━━━ RECORDS FOR THIS TASK ━━━

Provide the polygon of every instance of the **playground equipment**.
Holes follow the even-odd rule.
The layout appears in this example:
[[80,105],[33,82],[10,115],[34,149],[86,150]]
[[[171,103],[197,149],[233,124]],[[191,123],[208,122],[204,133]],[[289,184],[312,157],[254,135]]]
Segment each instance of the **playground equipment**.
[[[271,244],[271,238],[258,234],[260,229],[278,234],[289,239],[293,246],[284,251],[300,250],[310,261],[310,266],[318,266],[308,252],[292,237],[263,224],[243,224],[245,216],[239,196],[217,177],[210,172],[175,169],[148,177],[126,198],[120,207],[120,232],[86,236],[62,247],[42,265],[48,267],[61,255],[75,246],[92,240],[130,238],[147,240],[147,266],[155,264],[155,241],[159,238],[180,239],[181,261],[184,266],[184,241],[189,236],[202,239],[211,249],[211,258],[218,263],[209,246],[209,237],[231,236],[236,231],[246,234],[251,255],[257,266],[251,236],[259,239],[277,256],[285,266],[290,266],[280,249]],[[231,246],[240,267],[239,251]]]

━━━

→ **DIRECTION**: Update the records from their first line through the line containing "Segment each instance", replacing "playground equipment" with "play structure" and leaving everything else unchanged. Give back only those lines.

→ **REPLY TO THE EXERCISE**:
Provide the polygon of every instance of the **play structure**.
Holes follow the even-odd rule.
The layout appears in this example:
[[80,105],[33,82],[10,115],[34,149],[86,150]]
[[[171,103],[197,149],[233,124]],[[191,123],[208,122],[204,133]],[[289,184],[312,157],[254,135]]]
Segment each instance of the **play structure**.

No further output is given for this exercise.